[Point-based annotation data]
::::::
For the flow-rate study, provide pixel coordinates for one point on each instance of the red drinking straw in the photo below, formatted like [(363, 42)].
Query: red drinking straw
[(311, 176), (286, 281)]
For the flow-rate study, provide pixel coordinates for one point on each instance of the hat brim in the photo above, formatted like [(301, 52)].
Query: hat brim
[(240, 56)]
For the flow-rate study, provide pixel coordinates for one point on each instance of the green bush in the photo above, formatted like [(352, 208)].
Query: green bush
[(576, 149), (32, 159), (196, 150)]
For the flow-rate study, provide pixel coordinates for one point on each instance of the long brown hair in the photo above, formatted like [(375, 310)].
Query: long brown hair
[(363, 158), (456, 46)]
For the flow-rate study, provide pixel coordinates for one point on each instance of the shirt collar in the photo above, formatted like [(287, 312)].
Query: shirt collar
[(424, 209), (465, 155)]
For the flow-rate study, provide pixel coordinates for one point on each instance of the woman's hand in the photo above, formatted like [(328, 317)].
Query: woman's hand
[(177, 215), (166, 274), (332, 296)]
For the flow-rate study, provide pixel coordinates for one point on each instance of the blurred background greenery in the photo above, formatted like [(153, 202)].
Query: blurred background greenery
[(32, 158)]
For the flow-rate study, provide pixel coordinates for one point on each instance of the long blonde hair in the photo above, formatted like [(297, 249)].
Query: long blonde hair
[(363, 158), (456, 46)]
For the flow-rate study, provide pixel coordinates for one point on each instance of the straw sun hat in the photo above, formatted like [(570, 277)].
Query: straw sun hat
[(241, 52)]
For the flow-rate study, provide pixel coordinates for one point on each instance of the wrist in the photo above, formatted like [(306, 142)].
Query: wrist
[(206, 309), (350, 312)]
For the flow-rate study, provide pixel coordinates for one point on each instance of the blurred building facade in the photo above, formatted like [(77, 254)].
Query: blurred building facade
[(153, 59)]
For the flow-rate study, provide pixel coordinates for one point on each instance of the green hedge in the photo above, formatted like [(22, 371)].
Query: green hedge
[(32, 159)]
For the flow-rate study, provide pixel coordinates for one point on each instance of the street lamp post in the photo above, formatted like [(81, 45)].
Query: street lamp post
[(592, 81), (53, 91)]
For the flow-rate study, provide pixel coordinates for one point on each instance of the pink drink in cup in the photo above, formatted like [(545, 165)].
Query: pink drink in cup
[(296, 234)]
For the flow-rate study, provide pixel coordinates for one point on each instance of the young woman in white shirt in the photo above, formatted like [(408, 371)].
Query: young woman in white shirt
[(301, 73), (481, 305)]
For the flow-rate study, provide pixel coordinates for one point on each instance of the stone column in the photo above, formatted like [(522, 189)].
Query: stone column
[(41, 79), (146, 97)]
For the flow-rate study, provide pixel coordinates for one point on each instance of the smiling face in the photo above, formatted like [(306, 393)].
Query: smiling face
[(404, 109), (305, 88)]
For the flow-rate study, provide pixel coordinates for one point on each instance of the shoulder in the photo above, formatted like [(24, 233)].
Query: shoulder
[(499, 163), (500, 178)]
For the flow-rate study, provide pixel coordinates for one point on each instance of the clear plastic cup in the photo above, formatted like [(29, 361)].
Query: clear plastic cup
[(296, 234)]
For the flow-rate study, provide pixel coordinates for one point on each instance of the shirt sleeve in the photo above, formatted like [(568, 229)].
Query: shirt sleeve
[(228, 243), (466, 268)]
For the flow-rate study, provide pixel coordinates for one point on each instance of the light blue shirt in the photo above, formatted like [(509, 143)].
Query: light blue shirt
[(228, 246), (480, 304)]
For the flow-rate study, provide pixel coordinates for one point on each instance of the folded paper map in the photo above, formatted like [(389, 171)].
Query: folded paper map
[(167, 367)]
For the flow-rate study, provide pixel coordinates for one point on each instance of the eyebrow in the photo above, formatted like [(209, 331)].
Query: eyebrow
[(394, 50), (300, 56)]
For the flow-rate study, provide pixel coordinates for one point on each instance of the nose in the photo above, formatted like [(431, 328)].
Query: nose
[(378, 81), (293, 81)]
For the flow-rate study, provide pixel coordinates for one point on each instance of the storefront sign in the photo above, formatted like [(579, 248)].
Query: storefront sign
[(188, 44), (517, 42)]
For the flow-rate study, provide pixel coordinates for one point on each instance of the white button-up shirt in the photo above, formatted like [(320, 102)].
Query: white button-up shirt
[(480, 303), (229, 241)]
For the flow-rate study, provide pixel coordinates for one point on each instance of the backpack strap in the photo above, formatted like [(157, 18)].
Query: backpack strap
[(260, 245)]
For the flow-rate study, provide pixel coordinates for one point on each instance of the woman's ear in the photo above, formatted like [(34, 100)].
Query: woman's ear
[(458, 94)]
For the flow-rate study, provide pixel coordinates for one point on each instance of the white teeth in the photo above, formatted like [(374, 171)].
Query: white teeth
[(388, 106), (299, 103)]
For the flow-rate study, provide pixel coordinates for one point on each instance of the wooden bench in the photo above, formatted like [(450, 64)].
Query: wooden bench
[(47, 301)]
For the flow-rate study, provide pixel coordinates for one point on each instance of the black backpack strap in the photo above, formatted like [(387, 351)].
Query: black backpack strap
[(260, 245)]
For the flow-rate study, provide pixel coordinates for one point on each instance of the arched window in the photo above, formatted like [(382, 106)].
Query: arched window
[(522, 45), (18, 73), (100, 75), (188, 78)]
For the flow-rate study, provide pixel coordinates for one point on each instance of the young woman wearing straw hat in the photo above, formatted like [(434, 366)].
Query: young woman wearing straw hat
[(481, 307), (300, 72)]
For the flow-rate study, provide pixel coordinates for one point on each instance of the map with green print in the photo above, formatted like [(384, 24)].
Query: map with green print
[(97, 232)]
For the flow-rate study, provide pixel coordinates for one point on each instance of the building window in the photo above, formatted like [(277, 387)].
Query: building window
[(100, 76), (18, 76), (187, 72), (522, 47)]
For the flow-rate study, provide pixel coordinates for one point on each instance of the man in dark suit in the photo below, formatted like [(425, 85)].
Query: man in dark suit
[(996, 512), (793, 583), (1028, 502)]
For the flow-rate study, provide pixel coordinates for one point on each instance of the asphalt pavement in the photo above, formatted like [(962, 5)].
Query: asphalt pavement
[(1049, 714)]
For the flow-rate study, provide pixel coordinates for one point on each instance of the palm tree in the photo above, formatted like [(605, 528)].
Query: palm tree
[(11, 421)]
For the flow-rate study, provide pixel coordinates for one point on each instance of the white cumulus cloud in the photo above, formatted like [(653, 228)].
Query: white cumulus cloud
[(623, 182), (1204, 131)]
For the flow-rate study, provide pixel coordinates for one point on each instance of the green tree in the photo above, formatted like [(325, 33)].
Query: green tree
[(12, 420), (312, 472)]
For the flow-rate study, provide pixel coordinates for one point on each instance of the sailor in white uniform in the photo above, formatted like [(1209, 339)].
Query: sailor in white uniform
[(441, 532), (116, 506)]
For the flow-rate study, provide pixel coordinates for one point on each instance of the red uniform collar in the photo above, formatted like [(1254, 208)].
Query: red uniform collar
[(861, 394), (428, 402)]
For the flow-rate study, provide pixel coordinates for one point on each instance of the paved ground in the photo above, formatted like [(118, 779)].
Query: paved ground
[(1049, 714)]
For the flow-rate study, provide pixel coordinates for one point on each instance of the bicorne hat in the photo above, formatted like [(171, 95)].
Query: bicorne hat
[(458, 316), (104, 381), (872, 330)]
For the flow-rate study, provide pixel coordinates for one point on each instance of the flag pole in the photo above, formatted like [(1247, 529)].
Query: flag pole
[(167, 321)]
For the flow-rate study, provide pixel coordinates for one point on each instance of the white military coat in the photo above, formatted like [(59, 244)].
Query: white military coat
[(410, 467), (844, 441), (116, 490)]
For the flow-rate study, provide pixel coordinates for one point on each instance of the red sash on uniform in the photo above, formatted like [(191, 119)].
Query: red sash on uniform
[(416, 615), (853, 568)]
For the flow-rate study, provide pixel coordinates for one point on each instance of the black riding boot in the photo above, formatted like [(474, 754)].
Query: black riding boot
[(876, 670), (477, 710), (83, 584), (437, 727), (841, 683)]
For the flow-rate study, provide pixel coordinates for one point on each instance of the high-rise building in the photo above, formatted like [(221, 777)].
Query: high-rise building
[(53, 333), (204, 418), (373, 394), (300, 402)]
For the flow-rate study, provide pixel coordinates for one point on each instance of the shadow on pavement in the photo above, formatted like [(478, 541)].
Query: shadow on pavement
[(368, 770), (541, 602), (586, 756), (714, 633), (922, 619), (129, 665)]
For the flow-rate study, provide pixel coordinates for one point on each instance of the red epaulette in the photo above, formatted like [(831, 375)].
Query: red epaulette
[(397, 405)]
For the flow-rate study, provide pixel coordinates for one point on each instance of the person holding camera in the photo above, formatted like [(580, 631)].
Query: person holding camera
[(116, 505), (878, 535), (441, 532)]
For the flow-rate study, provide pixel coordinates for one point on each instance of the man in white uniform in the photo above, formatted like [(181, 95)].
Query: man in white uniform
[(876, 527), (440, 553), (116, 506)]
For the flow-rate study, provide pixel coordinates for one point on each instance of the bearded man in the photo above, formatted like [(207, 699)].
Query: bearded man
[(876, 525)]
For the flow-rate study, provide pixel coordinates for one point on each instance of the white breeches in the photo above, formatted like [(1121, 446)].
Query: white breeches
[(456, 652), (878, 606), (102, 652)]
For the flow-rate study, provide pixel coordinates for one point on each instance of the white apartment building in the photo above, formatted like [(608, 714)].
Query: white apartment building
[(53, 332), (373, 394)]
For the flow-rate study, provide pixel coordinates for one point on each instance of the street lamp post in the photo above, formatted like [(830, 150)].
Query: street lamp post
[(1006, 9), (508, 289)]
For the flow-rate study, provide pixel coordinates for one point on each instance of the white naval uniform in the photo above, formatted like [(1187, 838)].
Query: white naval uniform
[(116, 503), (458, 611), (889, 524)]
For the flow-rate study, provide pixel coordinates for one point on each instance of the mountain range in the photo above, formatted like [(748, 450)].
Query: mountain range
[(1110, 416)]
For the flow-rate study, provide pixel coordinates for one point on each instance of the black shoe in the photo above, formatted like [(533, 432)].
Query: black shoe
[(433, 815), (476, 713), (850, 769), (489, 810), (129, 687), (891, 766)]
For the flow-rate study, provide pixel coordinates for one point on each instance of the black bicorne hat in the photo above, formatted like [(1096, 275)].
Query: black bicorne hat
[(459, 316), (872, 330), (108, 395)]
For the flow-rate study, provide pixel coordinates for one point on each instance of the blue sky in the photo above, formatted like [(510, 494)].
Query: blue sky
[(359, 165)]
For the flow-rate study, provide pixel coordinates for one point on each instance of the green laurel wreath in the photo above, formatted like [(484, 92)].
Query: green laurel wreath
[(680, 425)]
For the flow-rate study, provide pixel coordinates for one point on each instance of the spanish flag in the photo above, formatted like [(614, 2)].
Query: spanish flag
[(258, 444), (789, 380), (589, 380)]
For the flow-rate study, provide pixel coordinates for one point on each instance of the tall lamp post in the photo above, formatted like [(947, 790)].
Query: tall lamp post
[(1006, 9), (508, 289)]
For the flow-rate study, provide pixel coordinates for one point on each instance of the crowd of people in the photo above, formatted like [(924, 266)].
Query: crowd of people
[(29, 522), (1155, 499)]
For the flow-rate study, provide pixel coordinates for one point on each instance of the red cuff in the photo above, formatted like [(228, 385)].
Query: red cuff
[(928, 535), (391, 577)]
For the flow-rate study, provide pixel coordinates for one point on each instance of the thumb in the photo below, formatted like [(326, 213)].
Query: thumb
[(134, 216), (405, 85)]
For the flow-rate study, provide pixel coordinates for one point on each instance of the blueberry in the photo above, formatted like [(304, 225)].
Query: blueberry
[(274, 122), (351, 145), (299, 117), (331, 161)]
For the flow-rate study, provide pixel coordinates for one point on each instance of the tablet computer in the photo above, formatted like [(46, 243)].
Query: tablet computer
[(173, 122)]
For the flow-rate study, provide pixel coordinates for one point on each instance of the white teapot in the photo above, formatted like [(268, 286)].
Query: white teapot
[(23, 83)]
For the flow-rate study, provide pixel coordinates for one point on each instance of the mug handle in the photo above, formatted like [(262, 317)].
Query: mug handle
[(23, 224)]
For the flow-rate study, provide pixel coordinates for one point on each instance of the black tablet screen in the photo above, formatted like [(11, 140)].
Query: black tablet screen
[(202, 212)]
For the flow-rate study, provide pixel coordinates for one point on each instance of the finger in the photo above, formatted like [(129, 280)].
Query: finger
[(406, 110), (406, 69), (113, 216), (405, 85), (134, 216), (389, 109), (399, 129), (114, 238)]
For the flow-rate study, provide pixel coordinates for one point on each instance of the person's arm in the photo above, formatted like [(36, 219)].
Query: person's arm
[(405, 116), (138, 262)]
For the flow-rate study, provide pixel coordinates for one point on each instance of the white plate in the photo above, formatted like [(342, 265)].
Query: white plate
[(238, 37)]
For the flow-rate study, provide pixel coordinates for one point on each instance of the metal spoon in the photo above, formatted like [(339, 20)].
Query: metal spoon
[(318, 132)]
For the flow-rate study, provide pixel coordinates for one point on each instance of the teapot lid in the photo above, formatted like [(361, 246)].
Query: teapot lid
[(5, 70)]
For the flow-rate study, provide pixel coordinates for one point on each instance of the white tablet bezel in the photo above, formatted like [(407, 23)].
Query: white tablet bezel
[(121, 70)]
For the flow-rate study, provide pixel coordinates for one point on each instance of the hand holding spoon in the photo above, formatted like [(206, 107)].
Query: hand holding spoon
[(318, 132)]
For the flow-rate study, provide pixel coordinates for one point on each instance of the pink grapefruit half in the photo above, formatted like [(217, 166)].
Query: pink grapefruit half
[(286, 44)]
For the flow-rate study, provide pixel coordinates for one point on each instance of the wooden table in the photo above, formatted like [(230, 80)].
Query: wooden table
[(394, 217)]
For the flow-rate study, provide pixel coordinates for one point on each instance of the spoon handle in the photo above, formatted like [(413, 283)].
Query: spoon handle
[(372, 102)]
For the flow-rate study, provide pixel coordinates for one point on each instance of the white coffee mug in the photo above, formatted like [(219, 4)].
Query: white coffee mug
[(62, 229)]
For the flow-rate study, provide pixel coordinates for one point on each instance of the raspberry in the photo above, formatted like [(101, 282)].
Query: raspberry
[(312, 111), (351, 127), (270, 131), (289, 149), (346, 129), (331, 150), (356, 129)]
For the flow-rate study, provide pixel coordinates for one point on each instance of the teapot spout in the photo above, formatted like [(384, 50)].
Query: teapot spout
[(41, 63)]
::::::
Task statement
Reproduce part of the material word for word, starting with the line that contains "like [(206, 107)]." and ending after the line that contains "[(372, 102)]".

Result of the task
For the flow-rate study, provide pixel coordinates for one point on each instance of the hand holding spoon in the photo above, formatted like [(206, 107)].
Query: hand holding spoon
[(318, 132)]
For the flow-rate study, provide pixel coordinates for one point on each instance of the pink grapefruit half in the photo above, formatted like [(217, 166)].
Query: pink grapefruit half
[(286, 44)]
For the flow-rate study, provide pixel coordinates for one point on each instance of the wooden table in the photo above, formatted like [(230, 80)].
Query: wooden table
[(394, 217)]
For the flow-rate study, provide pixel coordinates for one point on each instance of the spoon handle in the photo above, formatted like [(413, 283)].
Query: spoon handle
[(372, 102)]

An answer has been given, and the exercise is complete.